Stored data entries
—————

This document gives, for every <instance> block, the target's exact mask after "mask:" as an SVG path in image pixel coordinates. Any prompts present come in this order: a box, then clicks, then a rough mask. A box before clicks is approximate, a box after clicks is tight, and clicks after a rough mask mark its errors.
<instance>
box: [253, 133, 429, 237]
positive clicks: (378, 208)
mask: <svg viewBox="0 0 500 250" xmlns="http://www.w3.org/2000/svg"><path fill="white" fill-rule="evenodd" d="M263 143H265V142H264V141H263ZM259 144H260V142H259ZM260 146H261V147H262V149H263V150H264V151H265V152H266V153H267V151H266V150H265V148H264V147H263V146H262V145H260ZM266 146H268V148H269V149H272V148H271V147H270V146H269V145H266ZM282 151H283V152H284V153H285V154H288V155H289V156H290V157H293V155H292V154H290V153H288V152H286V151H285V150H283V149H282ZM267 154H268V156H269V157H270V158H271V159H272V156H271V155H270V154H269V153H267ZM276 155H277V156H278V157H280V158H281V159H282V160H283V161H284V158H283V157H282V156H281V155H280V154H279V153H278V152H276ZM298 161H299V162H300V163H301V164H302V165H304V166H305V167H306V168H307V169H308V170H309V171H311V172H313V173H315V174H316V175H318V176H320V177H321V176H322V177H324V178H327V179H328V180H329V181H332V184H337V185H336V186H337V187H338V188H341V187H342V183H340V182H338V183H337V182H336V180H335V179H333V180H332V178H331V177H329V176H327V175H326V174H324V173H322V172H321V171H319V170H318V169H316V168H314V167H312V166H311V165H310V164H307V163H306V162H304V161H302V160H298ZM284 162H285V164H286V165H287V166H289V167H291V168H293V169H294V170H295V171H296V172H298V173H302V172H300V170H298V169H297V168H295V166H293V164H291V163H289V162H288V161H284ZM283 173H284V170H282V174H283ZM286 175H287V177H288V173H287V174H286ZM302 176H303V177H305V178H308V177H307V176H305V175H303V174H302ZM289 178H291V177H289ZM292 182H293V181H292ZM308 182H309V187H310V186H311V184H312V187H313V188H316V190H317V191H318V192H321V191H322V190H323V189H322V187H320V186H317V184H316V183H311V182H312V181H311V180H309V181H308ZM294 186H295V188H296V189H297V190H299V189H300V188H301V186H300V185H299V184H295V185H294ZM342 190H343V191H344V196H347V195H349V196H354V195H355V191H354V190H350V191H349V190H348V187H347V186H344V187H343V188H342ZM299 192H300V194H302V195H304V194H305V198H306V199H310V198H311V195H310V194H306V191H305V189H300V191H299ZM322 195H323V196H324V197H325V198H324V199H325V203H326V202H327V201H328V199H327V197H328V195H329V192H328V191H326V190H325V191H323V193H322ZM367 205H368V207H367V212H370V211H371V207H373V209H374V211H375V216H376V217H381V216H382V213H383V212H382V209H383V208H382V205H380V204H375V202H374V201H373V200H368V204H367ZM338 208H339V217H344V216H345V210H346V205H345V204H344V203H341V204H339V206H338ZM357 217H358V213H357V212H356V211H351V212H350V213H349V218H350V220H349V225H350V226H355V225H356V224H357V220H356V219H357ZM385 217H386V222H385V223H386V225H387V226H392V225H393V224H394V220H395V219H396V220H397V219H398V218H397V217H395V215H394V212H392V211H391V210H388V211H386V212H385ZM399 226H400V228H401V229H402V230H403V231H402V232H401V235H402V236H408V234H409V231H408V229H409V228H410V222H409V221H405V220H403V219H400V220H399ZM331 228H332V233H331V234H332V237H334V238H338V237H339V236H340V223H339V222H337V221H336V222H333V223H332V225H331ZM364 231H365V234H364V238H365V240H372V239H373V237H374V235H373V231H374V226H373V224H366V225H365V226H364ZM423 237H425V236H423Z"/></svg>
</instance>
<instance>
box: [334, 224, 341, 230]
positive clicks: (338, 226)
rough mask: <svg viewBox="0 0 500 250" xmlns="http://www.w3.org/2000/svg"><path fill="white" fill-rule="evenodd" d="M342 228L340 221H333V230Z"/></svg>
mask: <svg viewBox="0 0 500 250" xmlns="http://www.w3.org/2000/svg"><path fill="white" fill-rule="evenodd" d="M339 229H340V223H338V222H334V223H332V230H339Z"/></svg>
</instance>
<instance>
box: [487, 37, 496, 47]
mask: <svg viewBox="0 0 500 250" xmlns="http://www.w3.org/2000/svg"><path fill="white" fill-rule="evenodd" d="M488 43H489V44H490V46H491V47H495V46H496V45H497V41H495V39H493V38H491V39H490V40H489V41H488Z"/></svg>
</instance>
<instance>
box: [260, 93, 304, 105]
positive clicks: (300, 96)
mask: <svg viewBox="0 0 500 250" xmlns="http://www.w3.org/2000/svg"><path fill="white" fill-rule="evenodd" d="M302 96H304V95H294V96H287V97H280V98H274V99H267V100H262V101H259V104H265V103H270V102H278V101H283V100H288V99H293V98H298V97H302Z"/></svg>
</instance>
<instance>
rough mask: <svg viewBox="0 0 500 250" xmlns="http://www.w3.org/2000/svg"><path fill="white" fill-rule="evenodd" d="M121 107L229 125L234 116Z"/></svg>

—————

§ What to work on
Please reproduce all of the records above word for word, with nothing changed.

§ Finished exercise
This document gives, for every <instance> block, the target's exact mask after "mask:" as an SVG path in image pixel coordinates. Any prompts present come in this order: a box, then clicks, then a rough mask. A box before clicks is approximate, a box after clicks is tight, and clicks after a rough mask mark its errors.
<instance>
box: [253, 133, 429, 237]
positive clicks: (378, 208)
mask: <svg viewBox="0 0 500 250" xmlns="http://www.w3.org/2000/svg"><path fill="white" fill-rule="evenodd" d="M263 143H265V142H264V141H263ZM259 144H260V142H259ZM260 146H261V147H262V149H263V150H264V151H265V152H266V153H267V151H266V150H265V148H264V147H263V146H262V145H260ZM266 146H268V148H269V149H272V148H271V147H270V146H269V145H266ZM282 151H283V152H284V153H285V154H288V155H289V156H290V157H293V155H292V154H290V153H288V152H286V151H285V150H283V149H282ZM267 154H268V156H269V157H270V158H271V159H272V156H271V155H270V154H269V153H267ZM276 155H277V156H278V157H280V158H281V159H282V160H283V161H284V158H283V157H282V156H281V155H280V154H279V153H278V152H276ZM298 161H299V162H300V163H301V164H302V165H304V166H305V167H306V168H307V169H308V170H309V171H311V172H313V173H315V174H316V175H318V176H320V177H321V176H322V177H324V178H327V179H328V180H329V181H332V184H337V185H336V186H337V187H338V188H341V187H342V183H340V182H338V183H337V182H336V180H335V179H333V180H332V178H331V177H329V176H327V175H326V174H324V173H322V172H321V171H319V170H318V169H316V168H314V167H312V166H311V165H310V164H307V163H306V162H304V161H302V160H298ZM284 162H285V164H286V165H287V166H289V167H291V168H293V169H294V170H295V171H296V172H298V173H302V172H300V170H298V169H297V168H295V166H293V164H291V163H289V162H288V161H284ZM283 173H284V170H282V174H283ZM286 175H287V177H288V173H287V174H286ZM302 176H303V177H305V178H308V177H307V176H305V175H303V174H302ZM289 178H291V177H289ZM292 182H293V181H292ZM308 182H309V187H310V186H311V184H312V187H313V188H316V190H317V191H318V192H321V191H322V190H323V189H322V187H320V186H317V184H316V183H311V182H312V181H311V180H309V181H308ZM294 186H295V188H296V189H297V190H299V189H300V188H301V186H300V185H299V184H295V185H294ZM342 190H343V191H344V196H347V195H349V196H354V195H355V191H354V190H350V191H349V190H348V187H347V186H344V187H343V188H342ZM299 192H300V194H302V195H304V194H305V198H306V199H310V198H311V195H310V194H306V191H305V189H300V191H299ZM322 195H323V196H324V197H325V198H324V199H325V203H326V202H327V201H328V199H327V197H328V195H329V192H328V191H326V190H325V191H323V193H322ZM367 205H368V207H367V212H370V211H371V207H373V209H374V211H375V216H376V217H381V216H382V213H383V212H382V209H383V208H382V205H380V204H375V202H374V201H373V200H368V204H367ZM338 208H339V217H344V216H345V210H346V205H345V204H344V203H341V204H339V206H338ZM357 217H358V213H357V212H356V211H351V212H350V213H349V218H350V220H349V225H350V226H355V225H356V224H357V220H356V219H357ZM385 217H386V222H385V223H386V225H387V226H392V225H393V224H394V220H395V219H396V220H397V219H398V218H397V217H395V215H394V212H392V211H391V210H388V211H386V212H385ZM399 226H400V228H401V229H402V230H403V231H402V232H401V235H402V236H408V234H409V231H408V229H409V228H410V222H409V221H405V220H403V219H400V220H399ZM331 228H332V233H331V234H332V237H334V238H338V237H339V236H340V223H339V222H337V221H336V222H333V223H332V225H331ZM364 231H365V234H364V238H365V240H372V239H373V237H374V235H373V231H374V226H373V224H366V225H365V226H364ZM423 237H425V236H423Z"/></svg>
</instance>
<instance>
box: [334, 224, 341, 230]
positive clicks: (338, 226)
rough mask: <svg viewBox="0 0 500 250" xmlns="http://www.w3.org/2000/svg"><path fill="white" fill-rule="evenodd" d="M342 228L340 221H333V230Z"/></svg>
mask: <svg viewBox="0 0 500 250" xmlns="http://www.w3.org/2000/svg"><path fill="white" fill-rule="evenodd" d="M339 229H340V223H338V222H334V223H332V230H339Z"/></svg>
</instance>
<instance>
box: [487, 37, 496, 47]
mask: <svg viewBox="0 0 500 250" xmlns="http://www.w3.org/2000/svg"><path fill="white" fill-rule="evenodd" d="M488 43H489V44H490V46H491V47H495V46H496V45H497V41H495V39H493V38H491V39H490V40H489V41H488Z"/></svg>
</instance>
<instance>
box: [260, 93, 304, 105]
positive clicks: (300, 96)
mask: <svg viewBox="0 0 500 250" xmlns="http://www.w3.org/2000/svg"><path fill="white" fill-rule="evenodd" d="M302 96H304V95H294V96H287V97H280V98H274V99H267V100H262V101H259V104H265V103H270V102H278V101H283V100H288V99H293V98H298V97H302Z"/></svg>
</instance>
<instance>
rough mask: <svg viewBox="0 0 500 250" xmlns="http://www.w3.org/2000/svg"><path fill="white" fill-rule="evenodd" d="M121 107L229 125L234 116Z"/></svg>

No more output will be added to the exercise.